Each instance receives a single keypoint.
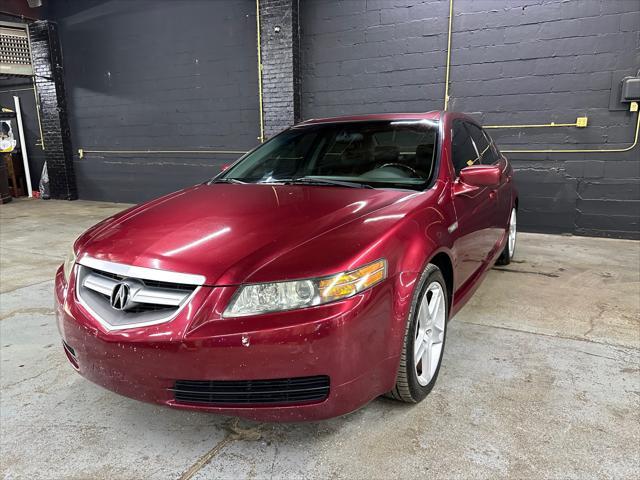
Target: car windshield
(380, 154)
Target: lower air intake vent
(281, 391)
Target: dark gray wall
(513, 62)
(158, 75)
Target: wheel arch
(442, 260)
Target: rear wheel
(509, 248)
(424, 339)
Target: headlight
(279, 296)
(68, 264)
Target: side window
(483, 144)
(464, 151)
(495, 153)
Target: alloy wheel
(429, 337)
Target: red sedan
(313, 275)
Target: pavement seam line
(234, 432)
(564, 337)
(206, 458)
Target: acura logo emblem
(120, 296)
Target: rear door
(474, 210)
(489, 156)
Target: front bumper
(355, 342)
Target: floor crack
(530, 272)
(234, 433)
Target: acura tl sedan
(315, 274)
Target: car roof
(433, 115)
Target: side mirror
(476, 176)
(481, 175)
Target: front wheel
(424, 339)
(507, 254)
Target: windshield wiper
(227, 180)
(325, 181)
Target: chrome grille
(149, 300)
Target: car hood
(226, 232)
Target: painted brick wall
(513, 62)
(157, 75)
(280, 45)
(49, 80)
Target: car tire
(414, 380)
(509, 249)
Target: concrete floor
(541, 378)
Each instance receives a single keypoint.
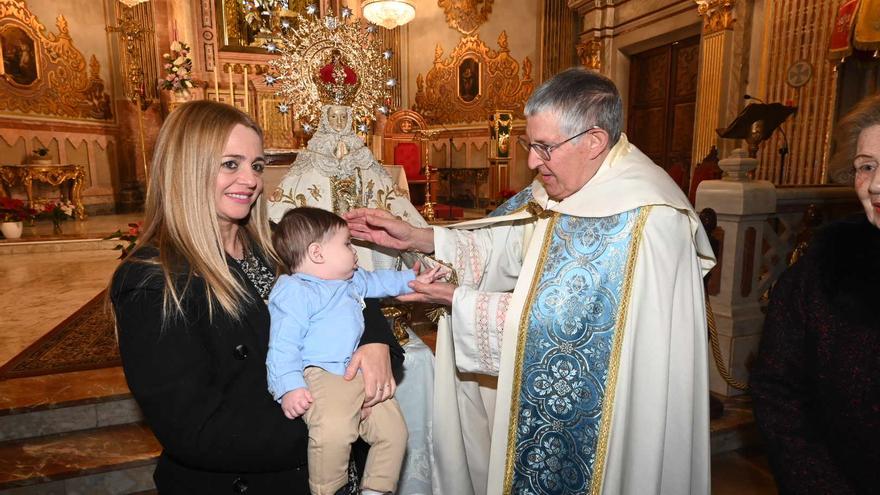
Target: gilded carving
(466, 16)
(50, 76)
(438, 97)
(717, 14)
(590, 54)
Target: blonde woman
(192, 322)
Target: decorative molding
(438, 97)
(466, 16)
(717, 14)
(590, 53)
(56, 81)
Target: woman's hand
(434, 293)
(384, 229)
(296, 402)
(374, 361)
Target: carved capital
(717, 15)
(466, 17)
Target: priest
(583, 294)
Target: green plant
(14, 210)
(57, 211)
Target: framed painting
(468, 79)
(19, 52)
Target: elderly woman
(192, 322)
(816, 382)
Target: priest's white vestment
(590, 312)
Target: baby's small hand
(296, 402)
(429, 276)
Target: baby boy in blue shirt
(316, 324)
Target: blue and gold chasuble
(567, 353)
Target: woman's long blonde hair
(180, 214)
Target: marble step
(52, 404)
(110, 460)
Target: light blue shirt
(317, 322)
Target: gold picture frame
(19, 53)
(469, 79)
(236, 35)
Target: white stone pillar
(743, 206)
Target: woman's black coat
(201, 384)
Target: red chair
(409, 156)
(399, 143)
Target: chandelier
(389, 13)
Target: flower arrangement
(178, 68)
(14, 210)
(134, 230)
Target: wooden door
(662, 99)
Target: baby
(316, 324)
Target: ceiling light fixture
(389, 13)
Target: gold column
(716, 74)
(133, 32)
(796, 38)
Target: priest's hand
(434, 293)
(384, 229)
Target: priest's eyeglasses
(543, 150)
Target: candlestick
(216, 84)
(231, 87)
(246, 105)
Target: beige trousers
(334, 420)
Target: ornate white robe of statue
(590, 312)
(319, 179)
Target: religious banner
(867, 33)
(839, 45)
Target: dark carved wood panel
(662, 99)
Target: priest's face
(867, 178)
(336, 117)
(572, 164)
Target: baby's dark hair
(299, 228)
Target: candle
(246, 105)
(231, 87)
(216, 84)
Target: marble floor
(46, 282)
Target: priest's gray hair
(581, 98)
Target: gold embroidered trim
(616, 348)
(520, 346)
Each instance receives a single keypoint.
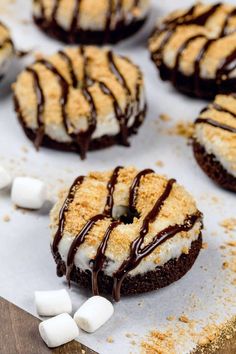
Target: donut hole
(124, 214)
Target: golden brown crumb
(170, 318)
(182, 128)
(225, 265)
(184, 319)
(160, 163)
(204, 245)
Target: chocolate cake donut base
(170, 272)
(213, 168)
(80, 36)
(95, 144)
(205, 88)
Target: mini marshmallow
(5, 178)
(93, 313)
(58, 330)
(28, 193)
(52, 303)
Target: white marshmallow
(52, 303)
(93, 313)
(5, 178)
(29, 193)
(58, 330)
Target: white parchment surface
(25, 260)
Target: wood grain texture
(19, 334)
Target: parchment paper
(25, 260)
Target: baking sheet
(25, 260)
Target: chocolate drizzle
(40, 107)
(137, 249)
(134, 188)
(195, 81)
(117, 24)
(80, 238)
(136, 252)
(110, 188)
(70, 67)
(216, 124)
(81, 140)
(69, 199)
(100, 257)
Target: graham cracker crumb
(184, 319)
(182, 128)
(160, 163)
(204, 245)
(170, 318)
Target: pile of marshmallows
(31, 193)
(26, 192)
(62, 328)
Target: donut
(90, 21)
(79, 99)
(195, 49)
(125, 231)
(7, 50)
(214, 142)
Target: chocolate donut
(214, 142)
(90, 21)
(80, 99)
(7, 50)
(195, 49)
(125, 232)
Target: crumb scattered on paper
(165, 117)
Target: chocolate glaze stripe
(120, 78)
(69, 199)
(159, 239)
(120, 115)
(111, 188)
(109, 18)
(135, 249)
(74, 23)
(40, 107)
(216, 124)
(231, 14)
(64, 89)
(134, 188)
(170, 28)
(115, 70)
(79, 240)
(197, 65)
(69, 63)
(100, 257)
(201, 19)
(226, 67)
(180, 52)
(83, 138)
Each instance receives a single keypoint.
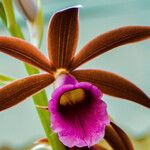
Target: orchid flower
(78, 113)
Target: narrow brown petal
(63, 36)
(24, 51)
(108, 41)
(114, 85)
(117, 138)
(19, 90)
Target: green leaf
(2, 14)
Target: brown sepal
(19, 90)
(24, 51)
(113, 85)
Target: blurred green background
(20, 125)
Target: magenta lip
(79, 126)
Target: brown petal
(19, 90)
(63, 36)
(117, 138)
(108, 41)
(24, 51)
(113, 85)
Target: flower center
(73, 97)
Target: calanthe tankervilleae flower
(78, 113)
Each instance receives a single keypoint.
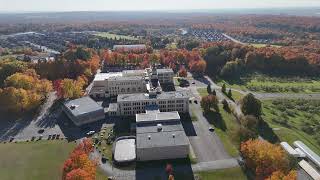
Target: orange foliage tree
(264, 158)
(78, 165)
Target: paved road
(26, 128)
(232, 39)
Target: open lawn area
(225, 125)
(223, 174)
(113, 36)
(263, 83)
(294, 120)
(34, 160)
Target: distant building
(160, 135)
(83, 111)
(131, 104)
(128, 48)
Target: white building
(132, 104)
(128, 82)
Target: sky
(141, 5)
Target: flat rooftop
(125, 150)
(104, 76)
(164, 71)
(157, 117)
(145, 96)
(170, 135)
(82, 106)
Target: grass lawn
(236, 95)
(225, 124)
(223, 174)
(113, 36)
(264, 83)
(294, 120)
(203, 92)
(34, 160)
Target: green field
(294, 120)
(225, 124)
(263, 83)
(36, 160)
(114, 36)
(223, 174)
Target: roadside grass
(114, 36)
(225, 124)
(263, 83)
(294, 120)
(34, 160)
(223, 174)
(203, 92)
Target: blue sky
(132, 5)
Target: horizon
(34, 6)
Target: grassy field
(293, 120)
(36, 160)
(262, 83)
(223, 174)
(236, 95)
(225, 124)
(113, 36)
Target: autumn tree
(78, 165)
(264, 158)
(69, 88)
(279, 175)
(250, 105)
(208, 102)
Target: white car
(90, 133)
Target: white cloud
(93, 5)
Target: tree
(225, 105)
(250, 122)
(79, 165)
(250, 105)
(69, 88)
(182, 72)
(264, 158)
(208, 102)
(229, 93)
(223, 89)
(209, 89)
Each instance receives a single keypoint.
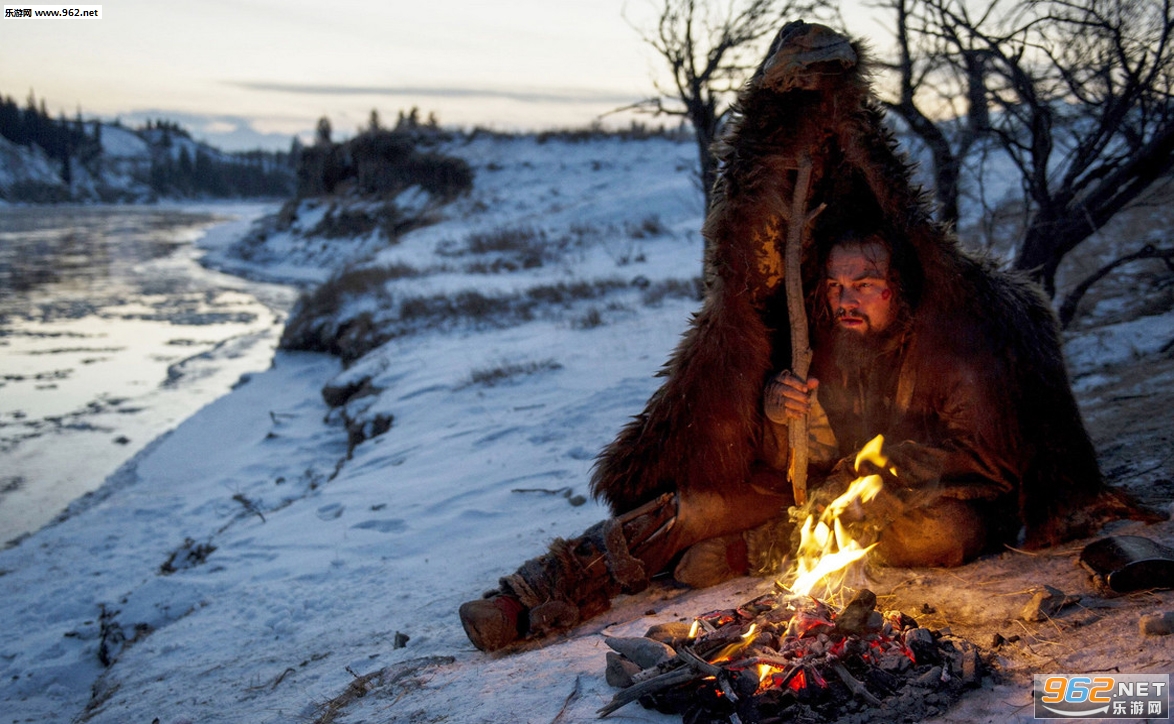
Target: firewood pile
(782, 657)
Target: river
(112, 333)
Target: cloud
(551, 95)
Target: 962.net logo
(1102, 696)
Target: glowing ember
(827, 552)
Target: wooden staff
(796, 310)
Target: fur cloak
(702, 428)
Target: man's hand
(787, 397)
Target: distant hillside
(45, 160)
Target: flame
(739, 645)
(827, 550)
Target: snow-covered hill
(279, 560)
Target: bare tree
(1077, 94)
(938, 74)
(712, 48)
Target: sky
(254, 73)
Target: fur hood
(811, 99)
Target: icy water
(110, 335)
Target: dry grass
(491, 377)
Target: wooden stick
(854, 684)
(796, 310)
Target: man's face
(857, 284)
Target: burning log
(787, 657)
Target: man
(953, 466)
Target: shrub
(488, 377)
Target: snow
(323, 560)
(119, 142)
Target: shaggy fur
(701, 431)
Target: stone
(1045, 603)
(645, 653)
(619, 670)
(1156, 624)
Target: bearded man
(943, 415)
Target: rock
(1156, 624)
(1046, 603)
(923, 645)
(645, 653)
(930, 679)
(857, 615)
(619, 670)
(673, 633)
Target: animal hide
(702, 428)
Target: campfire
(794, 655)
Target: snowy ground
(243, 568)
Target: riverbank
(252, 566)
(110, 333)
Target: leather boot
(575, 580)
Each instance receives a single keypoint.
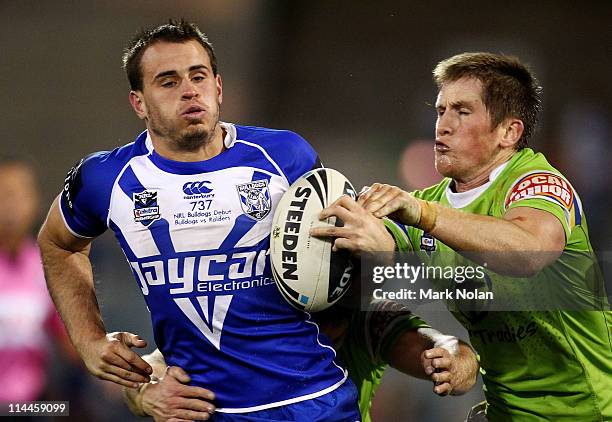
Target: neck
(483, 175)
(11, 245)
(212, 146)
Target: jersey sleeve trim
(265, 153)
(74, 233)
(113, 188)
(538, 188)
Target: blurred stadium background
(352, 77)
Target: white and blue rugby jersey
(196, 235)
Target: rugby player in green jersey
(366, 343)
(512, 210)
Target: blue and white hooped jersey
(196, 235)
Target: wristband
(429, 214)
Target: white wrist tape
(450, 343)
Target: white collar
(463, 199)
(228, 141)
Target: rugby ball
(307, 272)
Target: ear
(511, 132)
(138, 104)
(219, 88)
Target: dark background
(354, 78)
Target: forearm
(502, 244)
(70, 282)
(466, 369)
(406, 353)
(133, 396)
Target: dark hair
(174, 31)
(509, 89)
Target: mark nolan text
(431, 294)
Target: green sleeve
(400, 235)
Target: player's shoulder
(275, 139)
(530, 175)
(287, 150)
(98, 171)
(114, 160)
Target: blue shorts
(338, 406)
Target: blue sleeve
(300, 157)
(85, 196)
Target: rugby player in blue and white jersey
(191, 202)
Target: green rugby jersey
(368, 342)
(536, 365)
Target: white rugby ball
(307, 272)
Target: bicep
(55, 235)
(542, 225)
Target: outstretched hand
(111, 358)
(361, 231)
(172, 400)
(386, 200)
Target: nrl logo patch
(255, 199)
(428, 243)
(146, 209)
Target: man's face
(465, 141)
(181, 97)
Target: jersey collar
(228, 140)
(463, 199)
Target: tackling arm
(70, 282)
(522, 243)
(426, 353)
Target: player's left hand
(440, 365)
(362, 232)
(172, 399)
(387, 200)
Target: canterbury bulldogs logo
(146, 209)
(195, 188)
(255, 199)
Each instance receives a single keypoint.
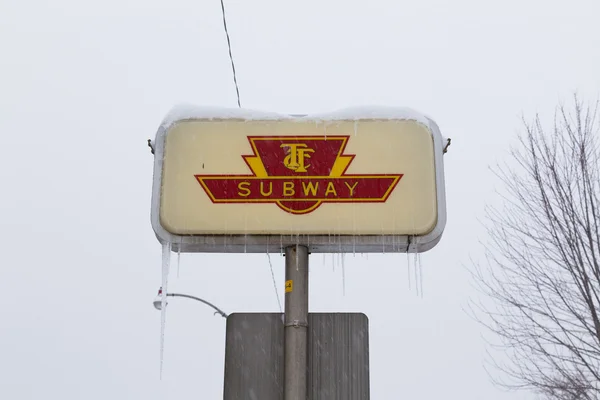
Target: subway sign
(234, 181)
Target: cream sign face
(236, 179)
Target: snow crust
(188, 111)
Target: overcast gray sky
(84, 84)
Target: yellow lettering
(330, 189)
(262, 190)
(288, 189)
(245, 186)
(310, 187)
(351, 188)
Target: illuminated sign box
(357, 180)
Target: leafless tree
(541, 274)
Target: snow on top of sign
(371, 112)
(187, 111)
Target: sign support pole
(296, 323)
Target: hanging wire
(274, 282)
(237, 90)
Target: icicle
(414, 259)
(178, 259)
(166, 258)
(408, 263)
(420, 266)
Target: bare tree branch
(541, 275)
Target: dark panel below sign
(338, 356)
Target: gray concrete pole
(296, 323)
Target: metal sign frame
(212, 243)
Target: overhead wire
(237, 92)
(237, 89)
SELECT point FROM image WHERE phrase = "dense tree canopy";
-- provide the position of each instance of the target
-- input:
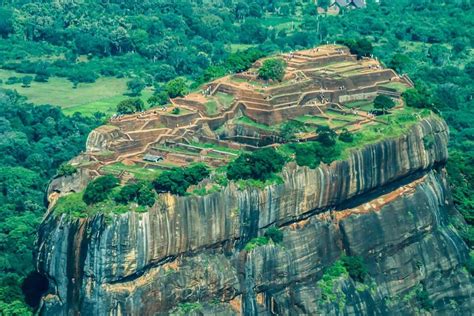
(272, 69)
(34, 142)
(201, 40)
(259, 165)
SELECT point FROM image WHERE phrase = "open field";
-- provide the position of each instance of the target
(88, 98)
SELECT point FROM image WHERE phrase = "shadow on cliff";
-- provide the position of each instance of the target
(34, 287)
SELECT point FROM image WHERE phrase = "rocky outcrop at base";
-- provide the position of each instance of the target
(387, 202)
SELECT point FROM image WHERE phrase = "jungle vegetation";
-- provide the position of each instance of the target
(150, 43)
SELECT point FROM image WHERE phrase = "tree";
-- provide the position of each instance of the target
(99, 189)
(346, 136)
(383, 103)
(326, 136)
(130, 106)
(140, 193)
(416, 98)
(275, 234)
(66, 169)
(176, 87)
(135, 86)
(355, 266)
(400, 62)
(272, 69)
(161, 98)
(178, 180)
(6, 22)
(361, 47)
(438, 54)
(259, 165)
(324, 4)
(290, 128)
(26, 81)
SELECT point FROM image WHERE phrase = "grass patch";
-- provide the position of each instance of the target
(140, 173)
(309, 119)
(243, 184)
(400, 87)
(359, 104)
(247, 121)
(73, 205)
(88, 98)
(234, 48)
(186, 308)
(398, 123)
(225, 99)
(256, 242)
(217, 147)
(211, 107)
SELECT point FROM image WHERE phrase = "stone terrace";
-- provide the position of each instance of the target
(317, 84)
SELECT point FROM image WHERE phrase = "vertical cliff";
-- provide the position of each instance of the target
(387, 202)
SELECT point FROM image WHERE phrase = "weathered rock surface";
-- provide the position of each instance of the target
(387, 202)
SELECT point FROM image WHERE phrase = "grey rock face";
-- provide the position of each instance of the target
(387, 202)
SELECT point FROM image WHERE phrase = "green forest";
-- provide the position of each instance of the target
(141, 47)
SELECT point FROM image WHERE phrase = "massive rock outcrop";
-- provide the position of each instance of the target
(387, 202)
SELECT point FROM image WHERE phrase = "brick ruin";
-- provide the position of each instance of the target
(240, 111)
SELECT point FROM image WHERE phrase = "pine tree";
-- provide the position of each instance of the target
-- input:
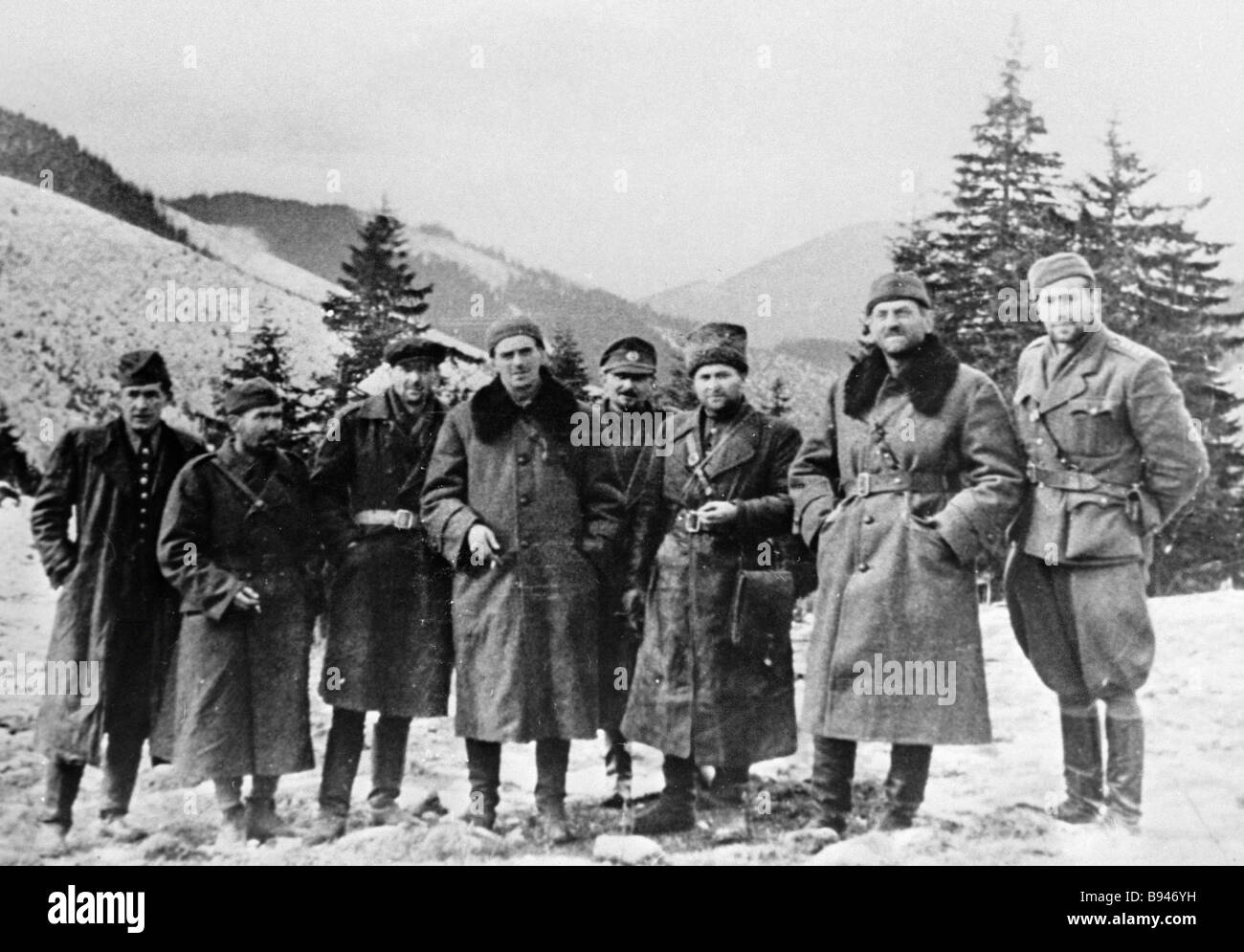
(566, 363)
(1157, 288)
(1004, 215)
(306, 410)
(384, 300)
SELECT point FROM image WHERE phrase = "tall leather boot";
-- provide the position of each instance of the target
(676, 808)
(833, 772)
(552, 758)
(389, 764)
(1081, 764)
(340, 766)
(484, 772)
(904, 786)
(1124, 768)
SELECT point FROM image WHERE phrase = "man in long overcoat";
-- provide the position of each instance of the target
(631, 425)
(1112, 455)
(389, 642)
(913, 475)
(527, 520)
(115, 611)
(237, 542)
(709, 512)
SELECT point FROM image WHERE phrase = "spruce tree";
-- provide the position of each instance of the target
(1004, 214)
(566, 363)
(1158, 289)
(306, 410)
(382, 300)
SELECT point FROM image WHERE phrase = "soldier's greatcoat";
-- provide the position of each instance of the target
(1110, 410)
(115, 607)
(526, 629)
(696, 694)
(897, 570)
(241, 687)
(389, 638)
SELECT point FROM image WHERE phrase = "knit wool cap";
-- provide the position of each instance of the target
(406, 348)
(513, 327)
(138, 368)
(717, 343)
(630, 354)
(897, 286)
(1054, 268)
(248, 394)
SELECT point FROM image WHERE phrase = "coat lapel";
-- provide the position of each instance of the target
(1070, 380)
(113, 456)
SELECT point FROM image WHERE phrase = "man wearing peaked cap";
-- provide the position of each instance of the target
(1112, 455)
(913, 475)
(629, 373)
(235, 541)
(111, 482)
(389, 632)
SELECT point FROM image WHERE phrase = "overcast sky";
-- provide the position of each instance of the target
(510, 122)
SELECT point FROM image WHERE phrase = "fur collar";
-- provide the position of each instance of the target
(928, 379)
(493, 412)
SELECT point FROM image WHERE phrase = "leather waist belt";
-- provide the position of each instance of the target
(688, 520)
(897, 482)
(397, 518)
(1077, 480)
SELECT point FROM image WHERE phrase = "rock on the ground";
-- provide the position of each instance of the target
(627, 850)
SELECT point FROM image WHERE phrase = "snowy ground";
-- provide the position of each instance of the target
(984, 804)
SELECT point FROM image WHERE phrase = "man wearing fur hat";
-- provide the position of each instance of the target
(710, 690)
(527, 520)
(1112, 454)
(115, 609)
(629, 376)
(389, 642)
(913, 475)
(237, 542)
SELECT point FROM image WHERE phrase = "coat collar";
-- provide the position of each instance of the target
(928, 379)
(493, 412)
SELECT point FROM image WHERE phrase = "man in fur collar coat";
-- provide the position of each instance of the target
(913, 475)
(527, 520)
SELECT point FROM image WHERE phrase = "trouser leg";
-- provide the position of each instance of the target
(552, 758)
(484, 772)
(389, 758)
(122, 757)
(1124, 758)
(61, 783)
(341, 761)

DIRECTIVE: Please extract exactly, and only, the lines from the line containing "in fur collar" through the last line of the records.

RESULT OF THIS TASK:
SELECT point FROM image WHERE phrase = "man in fur collar coat";
-- provide the position of each instance of the target
(913, 475)
(527, 520)
SELECT point FROM image WHERE phrase = "trouser leg";
-- provide the position of each instance of the target
(552, 758)
(484, 772)
(389, 758)
(122, 757)
(1124, 758)
(61, 783)
(341, 761)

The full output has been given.